Give back, character for character, the line that includes "Note to the class: find the green winter" and all lines beneath it in the data.

(Dataset entries)
◆ ◆ ◆ ◆ ◆ ◆ ◆

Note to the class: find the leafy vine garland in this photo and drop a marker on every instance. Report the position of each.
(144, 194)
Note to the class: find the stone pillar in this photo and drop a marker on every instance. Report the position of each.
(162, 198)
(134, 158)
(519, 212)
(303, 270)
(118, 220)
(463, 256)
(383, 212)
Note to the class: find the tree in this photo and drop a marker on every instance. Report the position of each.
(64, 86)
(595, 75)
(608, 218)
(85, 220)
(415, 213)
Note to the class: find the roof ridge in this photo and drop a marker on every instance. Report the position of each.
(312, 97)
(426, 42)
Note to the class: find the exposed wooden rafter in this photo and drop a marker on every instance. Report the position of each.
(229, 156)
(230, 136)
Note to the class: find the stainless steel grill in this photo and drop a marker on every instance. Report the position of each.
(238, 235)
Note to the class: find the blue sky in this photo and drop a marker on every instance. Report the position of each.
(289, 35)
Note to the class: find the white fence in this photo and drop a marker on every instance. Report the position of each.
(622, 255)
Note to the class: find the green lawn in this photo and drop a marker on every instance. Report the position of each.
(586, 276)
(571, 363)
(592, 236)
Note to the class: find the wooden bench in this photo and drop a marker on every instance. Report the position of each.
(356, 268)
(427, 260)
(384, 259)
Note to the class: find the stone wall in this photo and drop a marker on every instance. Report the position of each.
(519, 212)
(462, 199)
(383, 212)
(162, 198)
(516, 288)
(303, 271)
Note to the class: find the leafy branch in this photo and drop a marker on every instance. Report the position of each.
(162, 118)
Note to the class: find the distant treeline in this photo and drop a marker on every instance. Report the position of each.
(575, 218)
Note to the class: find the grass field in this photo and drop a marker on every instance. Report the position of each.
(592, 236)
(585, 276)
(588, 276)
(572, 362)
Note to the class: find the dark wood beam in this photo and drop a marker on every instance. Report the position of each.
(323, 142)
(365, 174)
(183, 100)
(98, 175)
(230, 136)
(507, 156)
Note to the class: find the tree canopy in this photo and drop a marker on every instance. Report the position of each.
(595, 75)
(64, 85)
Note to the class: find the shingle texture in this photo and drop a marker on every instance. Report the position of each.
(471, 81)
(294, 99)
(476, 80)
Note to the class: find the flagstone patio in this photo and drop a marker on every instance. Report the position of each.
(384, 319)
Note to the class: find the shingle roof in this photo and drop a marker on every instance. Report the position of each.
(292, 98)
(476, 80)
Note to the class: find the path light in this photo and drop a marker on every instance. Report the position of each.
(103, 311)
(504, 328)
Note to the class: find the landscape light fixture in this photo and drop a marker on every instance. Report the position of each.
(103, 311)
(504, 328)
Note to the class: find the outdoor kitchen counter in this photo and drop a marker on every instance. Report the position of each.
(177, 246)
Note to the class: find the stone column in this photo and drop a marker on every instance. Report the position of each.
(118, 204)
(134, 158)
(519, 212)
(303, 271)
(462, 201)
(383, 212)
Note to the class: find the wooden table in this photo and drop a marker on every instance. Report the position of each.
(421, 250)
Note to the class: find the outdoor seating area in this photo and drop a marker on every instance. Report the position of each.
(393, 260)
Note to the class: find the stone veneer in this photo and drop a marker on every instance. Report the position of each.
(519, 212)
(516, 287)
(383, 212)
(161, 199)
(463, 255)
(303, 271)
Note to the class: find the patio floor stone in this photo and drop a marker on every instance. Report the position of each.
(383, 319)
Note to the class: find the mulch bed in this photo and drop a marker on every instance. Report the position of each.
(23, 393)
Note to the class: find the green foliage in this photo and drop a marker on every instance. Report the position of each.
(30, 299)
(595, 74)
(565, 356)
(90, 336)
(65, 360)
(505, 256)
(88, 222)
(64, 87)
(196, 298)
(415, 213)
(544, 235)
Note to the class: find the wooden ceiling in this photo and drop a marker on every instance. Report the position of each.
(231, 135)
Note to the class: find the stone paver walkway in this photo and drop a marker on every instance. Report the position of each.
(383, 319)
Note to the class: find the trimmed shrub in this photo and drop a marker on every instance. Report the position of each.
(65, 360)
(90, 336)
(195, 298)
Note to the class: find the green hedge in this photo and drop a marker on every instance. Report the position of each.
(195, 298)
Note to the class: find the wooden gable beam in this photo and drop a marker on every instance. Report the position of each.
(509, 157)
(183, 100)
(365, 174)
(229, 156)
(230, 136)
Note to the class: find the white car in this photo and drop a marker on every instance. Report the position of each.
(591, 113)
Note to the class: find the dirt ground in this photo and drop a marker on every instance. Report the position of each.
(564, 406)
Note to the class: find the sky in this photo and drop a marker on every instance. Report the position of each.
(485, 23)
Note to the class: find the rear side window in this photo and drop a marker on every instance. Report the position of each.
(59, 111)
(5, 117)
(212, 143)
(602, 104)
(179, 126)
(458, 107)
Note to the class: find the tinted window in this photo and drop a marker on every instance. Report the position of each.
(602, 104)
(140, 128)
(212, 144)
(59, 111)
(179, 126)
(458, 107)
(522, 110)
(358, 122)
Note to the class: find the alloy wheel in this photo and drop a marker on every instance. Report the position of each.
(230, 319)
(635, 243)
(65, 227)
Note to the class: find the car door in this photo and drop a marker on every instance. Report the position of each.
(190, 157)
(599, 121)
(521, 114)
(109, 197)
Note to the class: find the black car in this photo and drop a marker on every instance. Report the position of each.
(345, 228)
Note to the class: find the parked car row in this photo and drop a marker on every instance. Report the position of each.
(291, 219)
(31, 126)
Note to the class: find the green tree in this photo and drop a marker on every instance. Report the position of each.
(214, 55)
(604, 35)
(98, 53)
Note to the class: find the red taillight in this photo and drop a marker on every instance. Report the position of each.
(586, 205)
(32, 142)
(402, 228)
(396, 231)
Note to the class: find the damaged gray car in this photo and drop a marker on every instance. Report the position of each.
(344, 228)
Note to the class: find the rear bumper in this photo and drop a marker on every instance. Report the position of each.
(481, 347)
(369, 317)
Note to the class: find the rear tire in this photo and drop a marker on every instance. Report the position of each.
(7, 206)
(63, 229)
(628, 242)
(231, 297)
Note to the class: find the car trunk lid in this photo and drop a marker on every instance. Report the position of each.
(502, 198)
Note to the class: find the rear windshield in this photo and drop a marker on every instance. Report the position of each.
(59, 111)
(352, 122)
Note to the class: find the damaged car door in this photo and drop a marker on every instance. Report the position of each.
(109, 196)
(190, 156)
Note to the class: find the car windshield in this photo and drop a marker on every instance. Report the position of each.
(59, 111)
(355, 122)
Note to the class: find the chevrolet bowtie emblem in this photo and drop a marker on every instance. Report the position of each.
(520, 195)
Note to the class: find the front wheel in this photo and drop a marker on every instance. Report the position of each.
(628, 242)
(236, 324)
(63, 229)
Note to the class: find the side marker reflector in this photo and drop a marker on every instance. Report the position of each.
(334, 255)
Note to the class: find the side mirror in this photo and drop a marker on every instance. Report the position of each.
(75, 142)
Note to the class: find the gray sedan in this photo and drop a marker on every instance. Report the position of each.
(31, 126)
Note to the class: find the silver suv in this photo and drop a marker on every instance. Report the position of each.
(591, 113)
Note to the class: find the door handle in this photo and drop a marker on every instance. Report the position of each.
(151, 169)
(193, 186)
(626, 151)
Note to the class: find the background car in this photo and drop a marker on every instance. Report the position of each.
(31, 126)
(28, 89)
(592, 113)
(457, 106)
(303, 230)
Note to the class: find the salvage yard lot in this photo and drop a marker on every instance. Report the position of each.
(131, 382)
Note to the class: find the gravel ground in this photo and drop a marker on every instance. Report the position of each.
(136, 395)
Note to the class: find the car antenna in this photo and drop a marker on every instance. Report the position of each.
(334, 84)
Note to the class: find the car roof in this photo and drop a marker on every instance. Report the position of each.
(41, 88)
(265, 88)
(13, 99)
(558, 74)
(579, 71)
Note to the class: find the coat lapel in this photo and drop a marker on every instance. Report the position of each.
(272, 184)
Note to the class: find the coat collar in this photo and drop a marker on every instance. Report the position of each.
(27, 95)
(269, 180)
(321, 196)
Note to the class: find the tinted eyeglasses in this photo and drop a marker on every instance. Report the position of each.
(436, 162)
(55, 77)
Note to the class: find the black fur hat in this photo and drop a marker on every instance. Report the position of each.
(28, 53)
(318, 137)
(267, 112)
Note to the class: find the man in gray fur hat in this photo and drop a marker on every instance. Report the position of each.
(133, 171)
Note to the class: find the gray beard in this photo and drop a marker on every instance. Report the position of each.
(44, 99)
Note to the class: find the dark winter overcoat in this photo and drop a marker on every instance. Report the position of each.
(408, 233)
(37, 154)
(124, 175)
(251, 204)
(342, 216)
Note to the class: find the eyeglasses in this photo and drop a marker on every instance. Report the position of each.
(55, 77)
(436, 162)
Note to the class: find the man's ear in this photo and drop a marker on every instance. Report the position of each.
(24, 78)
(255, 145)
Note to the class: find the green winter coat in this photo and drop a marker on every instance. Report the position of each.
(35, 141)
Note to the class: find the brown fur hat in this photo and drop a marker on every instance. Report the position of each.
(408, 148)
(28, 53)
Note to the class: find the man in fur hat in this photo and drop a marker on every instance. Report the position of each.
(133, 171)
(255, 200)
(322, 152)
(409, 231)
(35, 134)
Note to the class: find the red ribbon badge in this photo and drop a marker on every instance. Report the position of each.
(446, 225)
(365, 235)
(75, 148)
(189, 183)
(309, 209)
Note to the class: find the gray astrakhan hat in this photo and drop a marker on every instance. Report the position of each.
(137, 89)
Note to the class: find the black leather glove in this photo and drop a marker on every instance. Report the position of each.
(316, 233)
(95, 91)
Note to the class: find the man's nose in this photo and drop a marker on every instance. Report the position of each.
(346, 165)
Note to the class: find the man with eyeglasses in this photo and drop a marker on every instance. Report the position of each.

◆ ◆ ◆ ◆ ◆ ◆ ◆

** Solution to the exercise **
Note to the class: find the green winter coat in this photo and drop a marker on every instance. Report the position of each.
(35, 141)
Note to the class: find the brown fur hat in this photo and drop a marker on every instance. Report the position of each.
(408, 148)
(28, 53)
Note to the class: find the man in fur hat in this photo and drop a marker on every instance. Report the position of each.
(133, 171)
(255, 200)
(322, 152)
(409, 231)
(35, 134)
Note to the class: find the red ribbon badge in this photo and drop a marker on every instance. Report the position of each.
(446, 225)
(365, 235)
(75, 148)
(189, 183)
(309, 209)
Note to the class: find the gray astrakhan hat in this photo and drop a marker on every instance. Report the position of each.
(137, 89)
Note to the class: find the black leather glove in this photo and drop a marker on every instance. Report the position of each.
(316, 233)
(95, 91)
Note to the class: find the man's nose in this photo and drop a marker on every instance. Report the position of each.
(346, 165)
Note to the class: find the man with eyeglasses in this photo and drop a marker on every instance. Report the position of each.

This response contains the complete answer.